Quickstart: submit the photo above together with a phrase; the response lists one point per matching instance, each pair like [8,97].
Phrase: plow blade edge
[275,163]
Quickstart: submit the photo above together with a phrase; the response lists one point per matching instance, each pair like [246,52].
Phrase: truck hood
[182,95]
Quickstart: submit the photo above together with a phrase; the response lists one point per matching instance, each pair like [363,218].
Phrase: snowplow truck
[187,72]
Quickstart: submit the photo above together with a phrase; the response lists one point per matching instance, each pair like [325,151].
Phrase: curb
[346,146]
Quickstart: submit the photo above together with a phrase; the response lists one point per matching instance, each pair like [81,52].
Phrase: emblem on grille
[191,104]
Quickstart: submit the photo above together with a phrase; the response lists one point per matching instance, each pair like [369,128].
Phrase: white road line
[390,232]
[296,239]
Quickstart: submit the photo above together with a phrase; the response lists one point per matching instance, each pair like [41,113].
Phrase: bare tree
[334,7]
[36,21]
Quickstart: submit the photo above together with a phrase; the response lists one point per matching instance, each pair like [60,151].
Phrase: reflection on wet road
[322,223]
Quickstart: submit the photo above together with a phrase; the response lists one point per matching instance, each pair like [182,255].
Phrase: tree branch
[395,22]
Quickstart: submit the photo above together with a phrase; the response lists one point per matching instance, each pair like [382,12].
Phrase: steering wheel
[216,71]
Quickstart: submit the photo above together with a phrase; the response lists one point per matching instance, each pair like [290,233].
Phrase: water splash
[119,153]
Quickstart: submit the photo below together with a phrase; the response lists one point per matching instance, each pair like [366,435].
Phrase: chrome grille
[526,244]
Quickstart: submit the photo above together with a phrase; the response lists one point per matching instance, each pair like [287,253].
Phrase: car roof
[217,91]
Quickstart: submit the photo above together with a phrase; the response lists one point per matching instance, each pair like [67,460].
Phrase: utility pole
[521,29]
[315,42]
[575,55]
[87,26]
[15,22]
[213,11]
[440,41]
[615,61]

= = = =

• _TO DO_
Can you rewrite all of the data above with every "matching instance" changed to "matching object" and nothing else altered?

• _CORRECT ANSWER_
Quickstart: submit the photo above together with a phrase; the response lists one point per matching object, each pair like [8,97].
Phrase: plow blade edge
[275,163]
Quickstart: submit the photo above together with a phrase; the response lists one point per matching object, each pair like [246,52].
Phrase: truck hood
[182,95]
Quickstart: submit the photo above together with a phrase; the response lists one point per matching object, each pair like [363,218].
Phrase: snowplow truck
[187,72]
Quickstart: submit the photo above together with a phrase; the response lists one point per matching object, each pair like [325,151].
Phrase: curb
[346,146]
Quickstart: submit the photo above together with a phrase; the response lists one point per matching object, each pair like [81,52].
Phrase: emblem on grille
[191,104]
Quickstart: submit the photo above together with a phrase; the response lists one point per matching object, each pair like [369,128].
Phrase: white road line
[390,232]
[296,239]
Quickstart: submit the photo above together with a phrase; the response lists one point per matching object, each pair like [41,113].
Phrase: bare tree
[334,7]
[36,21]
Quickstart: submit the photo above together with a phrase; the response lists one point per matching object, each pair like [60,151].
Phrase: reflection on wet road
[322,223]
Quickstart: submit the photo above together with a phrase; the response lists one point per matching object, each pair like [182,255].
Phrase: tree branch
[395,22]
Quickstart: submit the photo above together with a phrase; the response lists one point per matching object, each pair like [382,12].
Phrase: steering wheel
[216,71]
Quickstart: submit the photo above together with a phrase; the response lists one point per matching object, each pair like [290,233].
Phrase: water splash
[119,153]
Quickstart: submit the photo below together with a phrase; the response lists one point per matching object, each pair like [366,435].
Phrase: chrome grille
[526,244]
Quickstart: submit the photo above together with a phrase; the response lists one point per matching object, each pair like [287,253].
Phrase: car roof
[217,91]
Quickstart: submit the photo above together with a phrase; the response lists one point per matching object, each pair like [67,460].
Phrase: utility pole
[521,29]
[315,42]
[575,55]
[87,26]
[15,22]
[213,11]
[440,41]
[615,61]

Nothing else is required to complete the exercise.